**Excerpted text**.

I love the United States.  This is my home.  This is my country.

I hold this vision of our country that we are the “shining light”….the “city on the hill”…..that nation which the rest of the world looks up to and emulates. The vision that we hold as that highest possibility for what a country can be is tied to more than our material success.  Yes, we are wealthy.  Yes, we are the land of economic opportunity.  But that highest vision of the United States incorporates, for me, much more than wealth and material prosperity.

What is in that highest vision?  In my version, it includes the idea and practice of holding the rights of every human–no exceptions–as sacrosanct.  We are the country that holds that everyone can express their opinions, practice their own form of spirituality, be given due process in legal actions.  We are the country that says everyone has the right to a decent education, the opportunity to own property, the freedom to express our talents and to be successful.  We are the country that offers the opportunity to travel and relocate to new areas, to write and publish that which we deem important, to take care of the most vulnerable of our citizens. You probably hold some similar vision for our country.

**Record list**.
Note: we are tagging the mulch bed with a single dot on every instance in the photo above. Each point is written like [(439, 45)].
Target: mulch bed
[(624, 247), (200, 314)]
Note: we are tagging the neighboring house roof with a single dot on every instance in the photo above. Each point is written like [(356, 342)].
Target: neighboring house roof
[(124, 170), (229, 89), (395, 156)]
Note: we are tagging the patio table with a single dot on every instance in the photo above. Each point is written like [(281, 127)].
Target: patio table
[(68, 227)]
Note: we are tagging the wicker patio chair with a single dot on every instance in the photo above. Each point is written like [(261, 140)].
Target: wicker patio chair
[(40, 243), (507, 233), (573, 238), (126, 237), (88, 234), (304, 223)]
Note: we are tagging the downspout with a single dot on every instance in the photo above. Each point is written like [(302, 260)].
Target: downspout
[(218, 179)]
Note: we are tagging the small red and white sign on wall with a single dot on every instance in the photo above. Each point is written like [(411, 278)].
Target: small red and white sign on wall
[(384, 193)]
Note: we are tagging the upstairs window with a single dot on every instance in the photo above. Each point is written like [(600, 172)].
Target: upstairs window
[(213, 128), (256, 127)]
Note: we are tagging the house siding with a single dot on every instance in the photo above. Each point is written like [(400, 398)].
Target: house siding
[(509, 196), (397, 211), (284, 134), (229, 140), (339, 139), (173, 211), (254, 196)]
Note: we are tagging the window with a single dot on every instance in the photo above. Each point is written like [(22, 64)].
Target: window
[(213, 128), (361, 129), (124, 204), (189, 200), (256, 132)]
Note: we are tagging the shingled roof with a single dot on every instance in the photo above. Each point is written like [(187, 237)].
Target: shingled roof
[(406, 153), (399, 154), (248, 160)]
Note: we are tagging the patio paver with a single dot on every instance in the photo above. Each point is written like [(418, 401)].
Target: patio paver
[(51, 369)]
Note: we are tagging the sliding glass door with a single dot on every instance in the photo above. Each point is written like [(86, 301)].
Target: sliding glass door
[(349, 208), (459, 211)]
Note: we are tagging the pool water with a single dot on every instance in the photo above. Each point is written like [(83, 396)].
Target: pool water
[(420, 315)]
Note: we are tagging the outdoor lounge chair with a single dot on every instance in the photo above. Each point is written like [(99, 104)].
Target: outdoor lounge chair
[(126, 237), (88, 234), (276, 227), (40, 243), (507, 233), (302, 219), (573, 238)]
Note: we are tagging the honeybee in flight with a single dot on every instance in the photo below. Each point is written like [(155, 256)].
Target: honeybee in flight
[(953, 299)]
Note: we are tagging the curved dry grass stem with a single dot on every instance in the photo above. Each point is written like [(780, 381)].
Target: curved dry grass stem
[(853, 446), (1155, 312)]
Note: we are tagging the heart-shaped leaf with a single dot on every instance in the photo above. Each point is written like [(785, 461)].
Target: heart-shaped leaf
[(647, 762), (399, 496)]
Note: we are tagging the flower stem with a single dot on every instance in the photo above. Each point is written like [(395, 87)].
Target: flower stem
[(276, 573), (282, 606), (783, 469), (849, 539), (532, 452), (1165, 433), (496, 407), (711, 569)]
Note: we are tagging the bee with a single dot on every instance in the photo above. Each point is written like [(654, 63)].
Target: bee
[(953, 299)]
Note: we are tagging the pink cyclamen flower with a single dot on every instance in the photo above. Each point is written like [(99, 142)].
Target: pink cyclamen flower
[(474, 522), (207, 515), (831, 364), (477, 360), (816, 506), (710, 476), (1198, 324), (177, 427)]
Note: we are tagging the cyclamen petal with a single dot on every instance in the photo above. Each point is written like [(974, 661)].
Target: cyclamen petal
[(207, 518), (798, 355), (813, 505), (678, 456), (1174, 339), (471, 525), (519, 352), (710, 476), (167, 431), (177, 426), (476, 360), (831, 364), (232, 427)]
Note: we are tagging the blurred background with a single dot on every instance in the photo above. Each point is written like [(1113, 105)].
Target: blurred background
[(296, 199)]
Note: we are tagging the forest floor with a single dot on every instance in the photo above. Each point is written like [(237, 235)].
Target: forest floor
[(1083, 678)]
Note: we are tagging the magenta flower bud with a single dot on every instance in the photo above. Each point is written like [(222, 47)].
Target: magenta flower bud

**Set of tasks**.
a) Please print the passage from the essay about the United States from "I hold this" up to and including "and material prosperity.".
b) Answer these questions about the essay on the United States:
(i) Which two phrases in quotation marks does the essay use for the country?
(ii) How, according to the essay, does the highest vision regard the rights of every human?
(iii) Which citizens does the essay say the country offers the opportunity to take care of?
c) From the essay about the United States, list everything the sentence beginning "We are the country that holds that everyone can" says everyone can do.

**The responses**.
a)
I hold this vision of our country that we are the “shining light”….the “city on the hill”…..that nation which the rest of the world looks up to and emulates. The vision that we hold as that highest possibility for what a country can be is tied to more than our material success.  Yes, we are wealthy.  Yes, we are the land of economic opportunity.  But that highest vision of the United States incorporates, for me, much more than wealth and material prosperity.

b)
(i) "shining light" and "city on the hill"
(ii) As sacrosanct, with no exceptions
(iii) The most vulnerable of our citizens

c)
- Express their opinions
- Practice their own form of spirituality
- Be given due process in legal actions